Stored items:
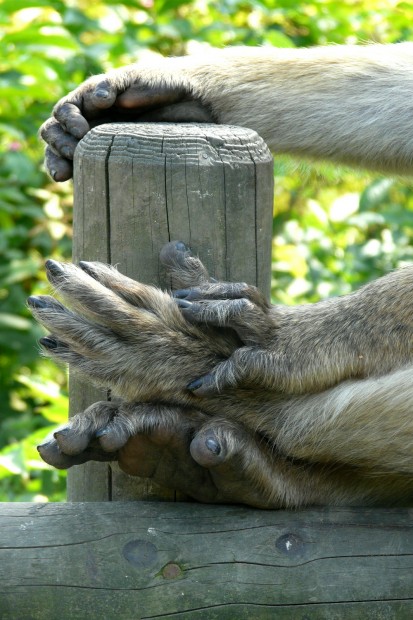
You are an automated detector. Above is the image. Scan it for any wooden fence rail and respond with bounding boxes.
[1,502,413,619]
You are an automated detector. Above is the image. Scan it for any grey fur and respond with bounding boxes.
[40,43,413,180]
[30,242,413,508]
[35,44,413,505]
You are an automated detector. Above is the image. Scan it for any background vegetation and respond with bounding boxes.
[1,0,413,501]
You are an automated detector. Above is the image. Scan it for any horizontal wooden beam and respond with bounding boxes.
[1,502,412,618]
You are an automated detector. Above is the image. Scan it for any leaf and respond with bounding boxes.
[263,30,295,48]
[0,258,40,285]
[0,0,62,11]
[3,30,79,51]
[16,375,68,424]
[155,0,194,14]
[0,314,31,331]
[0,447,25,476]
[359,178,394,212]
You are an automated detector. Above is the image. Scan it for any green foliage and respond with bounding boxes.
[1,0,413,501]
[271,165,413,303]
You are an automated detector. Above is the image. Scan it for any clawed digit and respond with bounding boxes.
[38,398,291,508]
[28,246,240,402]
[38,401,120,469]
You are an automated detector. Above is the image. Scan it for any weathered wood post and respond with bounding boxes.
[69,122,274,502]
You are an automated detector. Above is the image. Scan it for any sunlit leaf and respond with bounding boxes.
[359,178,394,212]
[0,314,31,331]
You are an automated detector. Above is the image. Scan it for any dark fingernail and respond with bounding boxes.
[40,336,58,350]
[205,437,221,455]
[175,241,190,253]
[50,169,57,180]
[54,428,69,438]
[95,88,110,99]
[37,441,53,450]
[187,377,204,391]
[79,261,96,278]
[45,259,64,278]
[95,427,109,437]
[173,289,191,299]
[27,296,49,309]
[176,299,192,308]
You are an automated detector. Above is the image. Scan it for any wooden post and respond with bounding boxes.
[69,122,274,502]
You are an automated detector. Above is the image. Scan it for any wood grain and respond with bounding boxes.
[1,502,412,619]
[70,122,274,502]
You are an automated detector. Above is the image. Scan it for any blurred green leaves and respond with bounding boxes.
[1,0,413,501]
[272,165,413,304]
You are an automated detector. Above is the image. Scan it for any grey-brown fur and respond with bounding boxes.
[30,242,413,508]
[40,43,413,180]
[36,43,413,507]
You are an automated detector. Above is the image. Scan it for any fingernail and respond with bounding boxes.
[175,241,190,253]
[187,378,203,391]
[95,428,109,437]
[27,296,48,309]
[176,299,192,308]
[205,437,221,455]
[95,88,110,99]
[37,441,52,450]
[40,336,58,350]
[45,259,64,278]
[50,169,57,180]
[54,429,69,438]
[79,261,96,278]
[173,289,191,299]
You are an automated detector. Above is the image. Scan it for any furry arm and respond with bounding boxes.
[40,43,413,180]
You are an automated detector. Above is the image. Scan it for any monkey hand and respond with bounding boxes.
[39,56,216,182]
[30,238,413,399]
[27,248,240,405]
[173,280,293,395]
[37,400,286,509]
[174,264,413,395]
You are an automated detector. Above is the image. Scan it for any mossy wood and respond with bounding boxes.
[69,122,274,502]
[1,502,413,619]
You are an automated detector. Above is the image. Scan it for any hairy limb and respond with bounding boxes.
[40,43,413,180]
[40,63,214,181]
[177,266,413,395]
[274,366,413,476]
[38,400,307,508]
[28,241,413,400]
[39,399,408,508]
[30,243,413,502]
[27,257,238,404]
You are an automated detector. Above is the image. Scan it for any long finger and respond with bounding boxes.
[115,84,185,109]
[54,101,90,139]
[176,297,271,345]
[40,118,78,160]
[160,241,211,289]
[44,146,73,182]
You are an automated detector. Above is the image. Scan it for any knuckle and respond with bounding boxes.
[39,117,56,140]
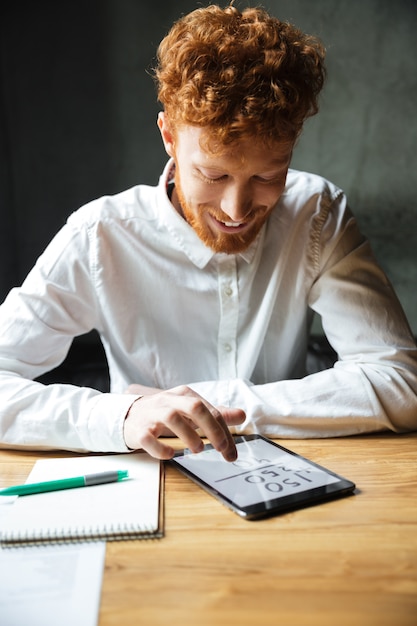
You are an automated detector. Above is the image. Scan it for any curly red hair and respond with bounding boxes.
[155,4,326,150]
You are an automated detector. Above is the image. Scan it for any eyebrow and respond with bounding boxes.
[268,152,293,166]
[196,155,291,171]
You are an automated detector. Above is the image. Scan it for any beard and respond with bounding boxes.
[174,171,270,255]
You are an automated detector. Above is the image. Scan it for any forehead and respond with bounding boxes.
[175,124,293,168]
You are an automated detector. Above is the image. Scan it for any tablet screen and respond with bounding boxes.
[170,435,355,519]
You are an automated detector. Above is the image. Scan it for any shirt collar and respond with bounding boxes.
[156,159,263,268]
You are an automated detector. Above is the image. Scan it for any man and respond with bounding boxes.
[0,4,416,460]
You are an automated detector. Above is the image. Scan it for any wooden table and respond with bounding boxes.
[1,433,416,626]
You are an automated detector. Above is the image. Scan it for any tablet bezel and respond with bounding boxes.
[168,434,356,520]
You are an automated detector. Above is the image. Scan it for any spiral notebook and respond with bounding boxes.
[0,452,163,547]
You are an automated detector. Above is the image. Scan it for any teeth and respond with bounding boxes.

§ **ASSIGNED TASK**: Could each line of the data be written out exactly, with no pictures included?

§ **SOLUTION TO THIS EXERCISE**:
You are an automated detector. Above is the image. Scan it for any wooden fence rail and respond with bounding boxes.
[1,502,413,619]
You are an automated detector. Above is the image. Scan it for any grey fur and respond with bounding boxes.
[40,43,413,180]
[30,242,413,508]
[35,44,413,505]
You are an automated detector. Above is the image. Scan it for any background vegetation and respond with bounding boxes.
[1,0,413,501]
You are an automated detector. Above is the image. Scan it for any horizontal wooden beam and respond with bounding boxes.
[1,502,412,618]
You are an automated detector. Above is the image. Scan it for any leaf and respond with bounding boxes.
[263,30,295,48]
[0,258,40,285]
[0,0,62,11]
[3,30,79,51]
[16,375,68,424]
[155,0,194,14]
[0,314,31,331]
[0,447,25,476]
[359,178,394,212]
You are an automated detector. Above is the image. Scan it for any green foliage and respond with bounding boxes.
[1,0,413,501]
[271,165,413,303]
You are an automated detector. Above is the image. Scan it for any clawed digit and respond with bounding boxes.
[38,398,291,508]
[28,246,240,402]
[38,401,120,469]
You are an automated detector. Above is the image. Scan it for any weathered wood post and respond with bounding boxes.
[69,122,274,502]
You are an automated detector. Above is the image. Scan it for any sunlit leaf and respond with bounding boxes.
[359,178,394,212]
[0,314,31,331]
You are an automated detector. Above is the image. Scan it for any dark fingernail and respond with bounding boxes.
[40,336,58,350]
[205,437,221,455]
[175,241,190,253]
[50,169,57,180]
[54,428,69,438]
[95,88,110,99]
[37,441,53,450]
[187,377,204,391]
[79,261,96,278]
[45,259,64,278]
[95,427,109,437]
[173,289,191,299]
[27,296,49,309]
[176,299,192,308]
You are an automated detector. Above is the image. Scan it for any wooden post and respond with bounding boxes.
[69,122,274,502]
You are an automated detector. Above is the image. Scan it for any wood grain and respond with bounding boxes.
[1,502,412,619]
[70,122,274,502]
You are an automated detector. Above is the image. Scan it for any blurred green leaves and respond with bounding boxes.
[1,0,413,501]
[272,165,413,304]
You are an automated detector. Above is the image. Scan it for any grey-brown fur and respond with bounding boxes.
[30,242,413,508]
[40,43,413,180]
[36,43,413,507]
You are an automated detector. Above is the image. Scan it for any fingernail and respond with bounding boxes.
[175,241,190,253]
[187,378,203,391]
[95,428,109,437]
[27,296,48,309]
[176,299,192,308]
[205,437,221,455]
[95,88,110,99]
[37,441,52,450]
[40,336,58,350]
[45,259,64,278]
[50,169,57,180]
[54,429,69,438]
[79,261,96,278]
[173,289,191,299]
You are an automated detector. Above is the image. Scan it for any furry arm and respond with bounding boxes.
[40,43,413,180]
You are an automated detector. Above is the image. Scan it for any monkey hand and respond with bounding boxes.
[39,56,216,182]
[30,238,413,399]
[27,248,240,405]
[173,280,293,395]
[37,400,286,509]
[174,264,413,395]
You are an automated detector. Above is the image. Scan it for any mossy wood and respond with bounding boxes.
[69,122,274,502]
[1,502,413,619]
You are an automated detector. Above is the image. Scan it for any hairy limb and respond with bounding boxes.
[40,43,413,180]
[40,63,214,181]
[177,266,413,395]
[274,366,413,476]
[38,400,307,508]
[28,241,413,400]
[39,399,408,508]
[30,243,413,502]
[27,257,238,404]
You are an automated detector. Above is the image. Scan it for any long finger and respond with bounding boxes.
[115,84,185,109]
[54,101,90,139]
[176,297,271,345]
[40,118,78,160]
[160,241,211,289]
[44,146,73,182]
You are an automated detector. Above is the image. Scan it for any knuckle and respond with bounding boxes.
[39,117,56,140]
You are an automated detector. Above is the image. Scan it for any curly red hair and respond with bounding boxes.
[155,4,326,150]
You are an automated detector. Above is the image. Scan it for any eyebrow and respond with bounding boxes.
[268,152,293,166]
[196,155,291,171]
You are an automated detector. Above is the image. Scan it for any beard and respond with bounding boxes.
[174,171,270,255]
You are an automated detector. Above is the image. Scan it for any forehead and respond with bounding boxes.
[175,124,293,168]
You are an automated detector. Above is the image. Scan it for any tablet screen and respond with bounding boxes.
[170,435,355,519]
You are an automated detector. Above is the image. Scan it for any shirt collar and respond with bounding boxes.
[156,159,263,268]
You are an automated detector. Above is the image. Scan it for any man and respond with bounding boxes.
[0,4,416,460]
You are an automated detector. Above is the image. Scan it for any wooden table and respond with bounding boxes.
[1,433,416,626]
You are an automated detector. Above is the image. Scan it for any tablet bezel and respond with bounding boxes.
[168,434,356,520]
You are an automated detector. Above is the image. Scan it for any spiral notebook and respond with bounding boxes.
[0,452,163,547]
You are an automated detector. Above is the image. Scan it for any teeth and respond with bounding boxes.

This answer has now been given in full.